**Предложенный текст:**
┏━━

Шатобриан обязан ему музыкой «Рене», мыслями и даже репликами своего героя. Без Руссо у нас не было бы ни ласточек Кобурга, ни шума дождя, пробивающегося сквозь листву деревьев, ни песни мадемуазель Буастиллёль в «Замогильных записках», идею которой Шатобриан почерпнул из того пассажа «Исповеди» о чувствительности, где приводится «интимный и камерный» отрывок песни тетушки Сюзон. «Я стараюсь постичь, в чем заключается для меня нежное очарование этой песни; странно и непонятно, но я не в силах допеть ее до конца без того, чтобы слезы не остановили меня».

Рене — тот же Руссо, но видоизмененный; это не бродячий путешественник, не вороватый ученик гравера, не чичисбей зрелых красоток, а благородный странствующий рыцарь, возлюбленный индианок и сильфид. Если бы Шатобриан не читал «Исповеди», многие источники красоты, составляющие очарование «Записок», остались бы ему неведомыми. Руссо первым, как сказал Сент-Бёв, «внес вкус деревни» в нашу литературу. Дни, полные «соблазнов, восторгов и наслаждений», проведенные Шатобрианом с Натали Ноай, воскрешают в памяти те «нежные, печальные и трогательные мгновения», какие испытал Руссо возле мадам де Варанс. Жан-Жак задал тон Рене.

┗━━

**Исходный материал:**

┏━━

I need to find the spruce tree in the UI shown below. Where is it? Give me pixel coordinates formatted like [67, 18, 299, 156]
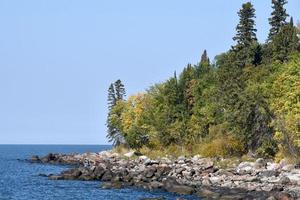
[196, 50, 210, 78]
[114, 79, 126, 101]
[233, 2, 257, 50]
[268, 0, 289, 41]
[271, 18, 299, 62]
[233, 2, 257, 67]
[107, 84, 117, 111]
[200, 50, 210, 64]
[106, 80, 126, 146]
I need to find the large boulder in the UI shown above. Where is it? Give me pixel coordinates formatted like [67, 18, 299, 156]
[163, 177, 195, 195]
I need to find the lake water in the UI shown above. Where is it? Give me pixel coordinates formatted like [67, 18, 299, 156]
[0, 145, 197, 200]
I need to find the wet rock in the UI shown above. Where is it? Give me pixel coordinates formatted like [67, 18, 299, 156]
[163, 178, 195, 195]
[259, 170, 280, 177]
[124, 151, 135, 158]
[279, 176, 291, 185]
[101, 170, 113, 181]
[30, 155, 41, 162]
[48, 175, 64, 180]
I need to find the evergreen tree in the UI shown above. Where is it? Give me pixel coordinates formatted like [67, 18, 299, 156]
[268, 0, 289, 41]
[107, 84, 117, 111]
[114, 79, 126, 101]
[106, 80, 126, 146]
[200, 50, 210, 64]
[196, 50, 210, 78]
[271, 18, 299, 62]
[233, 2, 257, 67]
[233, 2, 257, 50]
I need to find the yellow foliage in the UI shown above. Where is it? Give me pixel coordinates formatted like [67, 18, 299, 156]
[200, 135, 244, 158]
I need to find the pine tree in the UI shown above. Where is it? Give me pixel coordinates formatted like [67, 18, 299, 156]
[106, 80, 126, 146]
[233, 2, 257, 50]
[233, 2, 257, 67]
[107, 84, 117, 111]
[268, 0, 289, 41]
[271, 18, 299, 62]
[200, 50, 210, 64]
[114, 79, 126, 101]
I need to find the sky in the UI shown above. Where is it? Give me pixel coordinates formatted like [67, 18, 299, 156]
[0, 0, 300, 144]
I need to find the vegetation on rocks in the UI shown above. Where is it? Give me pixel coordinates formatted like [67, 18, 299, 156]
[107, 0, 300, 161]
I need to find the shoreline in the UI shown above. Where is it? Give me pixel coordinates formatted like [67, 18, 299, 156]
[30, 151, 300, 200]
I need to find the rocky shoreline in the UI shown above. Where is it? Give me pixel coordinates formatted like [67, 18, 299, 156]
[30, 151, 300, 200]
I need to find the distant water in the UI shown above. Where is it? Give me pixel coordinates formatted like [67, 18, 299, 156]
[0, 145, 197, 200]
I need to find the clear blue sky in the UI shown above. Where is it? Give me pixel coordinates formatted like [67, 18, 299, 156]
[0, 0, 300, 144]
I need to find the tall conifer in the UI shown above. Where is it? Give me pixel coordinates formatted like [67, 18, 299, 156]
[268, 0, 289, 41]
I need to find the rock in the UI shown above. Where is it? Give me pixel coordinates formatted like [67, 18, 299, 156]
[279, 176, 291, 185]
[143, 158, 151, 165]
[101, 170, 113, 181]
[275, 192, 293, 200]
[48, 175, 64, 180]
[38, 174, 48, 177]
[254, 158, 267, 169]
[202, 178, 212, 186]
[166, 185, 194, 195]
[30, 156, 40, 162]
[140, 197, 165, 200]
[267, 163, 280, 171]
[236, 162, 254, 174]
[93, 166, 105, 180]
[150, 181, 163, 189]
[197, 188, 221, 199]
[282, 165, 295, 172]
[139, 156, 149, 162]
[175, 168, 184, 174]
[259, 170, 280, 177]
[198, 158, 214, 170]
[145, 167, 156, 178]
[100, 182, 123, 189]
[124, 151, 135, 158]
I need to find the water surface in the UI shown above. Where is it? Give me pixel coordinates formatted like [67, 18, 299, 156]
[0, 145, 197, 200]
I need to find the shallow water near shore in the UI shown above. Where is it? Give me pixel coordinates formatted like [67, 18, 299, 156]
[0, 145, 198, 200]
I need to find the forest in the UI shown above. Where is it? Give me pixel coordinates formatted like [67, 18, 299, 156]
[107, 0, 300, 162]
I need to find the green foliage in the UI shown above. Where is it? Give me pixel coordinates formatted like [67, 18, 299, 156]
[106, 80, 126, 146]
[270, 54, 300, 157]
[268, 0, 289, 41]
[269, 19, 299, 62]
[107, 0, 300, 160]
[233, 2, 261, 67]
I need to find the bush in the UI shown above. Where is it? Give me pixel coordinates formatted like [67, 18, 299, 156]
[200, 135, 244, 158]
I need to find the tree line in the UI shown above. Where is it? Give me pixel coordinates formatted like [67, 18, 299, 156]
[107, 0, 300, 160]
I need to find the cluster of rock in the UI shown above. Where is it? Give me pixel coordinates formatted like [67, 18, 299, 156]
[31, 151, 300, 200]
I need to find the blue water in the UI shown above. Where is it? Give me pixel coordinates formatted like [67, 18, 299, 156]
[0, 145, 197, 200]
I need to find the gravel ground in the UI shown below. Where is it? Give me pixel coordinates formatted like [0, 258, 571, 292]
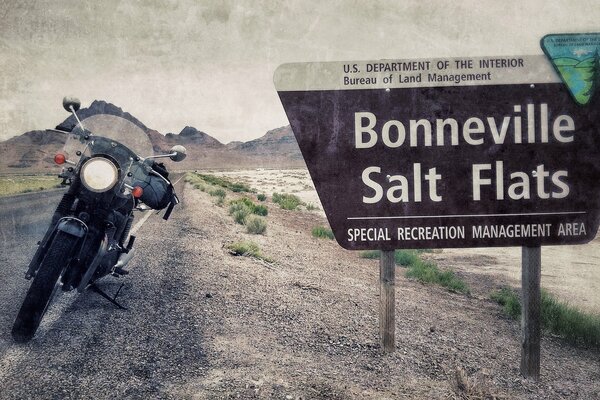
[0, 182, 600, 399]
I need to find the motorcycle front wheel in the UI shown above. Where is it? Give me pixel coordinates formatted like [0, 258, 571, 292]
[12, 232, 78, 343]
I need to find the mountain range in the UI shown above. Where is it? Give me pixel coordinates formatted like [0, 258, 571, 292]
[0, 100, 305, 173]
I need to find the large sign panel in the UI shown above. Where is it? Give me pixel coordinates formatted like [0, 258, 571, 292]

┗━━

**Задания:**
**1.** Изложите отрывок о Руссо и Шатобриане в двух предложениях.
**2.** Продолжите отрывок о влиянии Руссо на Шатобриана, начав сразу после фразы «Жан-Жак задал тон Рене».

**Ответы:**
**1.** Шатобриан обязан Руссо музыкой «Рене», мыслями и репликами героя, а без Руссо в «Замогильных записках» не было бы ни ласточек Кобурга, ни шума дождя, ни песни мадемуазель Буастиллёль, идея которой взята из «Исповеди». Рене — это видоизмененный Руссо в облике благородного странствующего рыцаря, и именно Жан-Жак задал ему тон.

**2.**
Стендаль был не меньше обязан Руссо. И не только в силе чувств его героев и пылкости их признаний чувствуется влияние сего великого предшественника, но и самый образ Жюльена Сореля вылеплен с Руссо, каким мы его знаем в «Исповеди». Жюльен у маркиза де ля Моль — это Руссо у графа Гувона: первый старается преодолеть пренебрежение Матильды, второй — привлечь внимание мадемуазель де Брей. Руссо пробивает пелену презрения, как и Жюльен, своим знанием латинского языка: «Все смотрели на меня и переглядывались, не говоря ни слова. В жизни не видано было подобного изумления. Но мне особенно польстило удовлетворение, которое я ясно заметил на лице м-ль де Брей. Эта гордая особа удостоила меня еще одного взгляда, который по меньшей мере стоил первого; потом, устремив глаза на своего дедушку, она, казалось, с некоторым нетерпением ждала должной похвалы мне, которую тот сейчас же воздал, так искренне и с таким довольным видом, что весь стол хором присоединился к нему. Краткая, во всех отношениях восхитительная минута!» Не напоминает ли вам это сцену из «Красного и черного»?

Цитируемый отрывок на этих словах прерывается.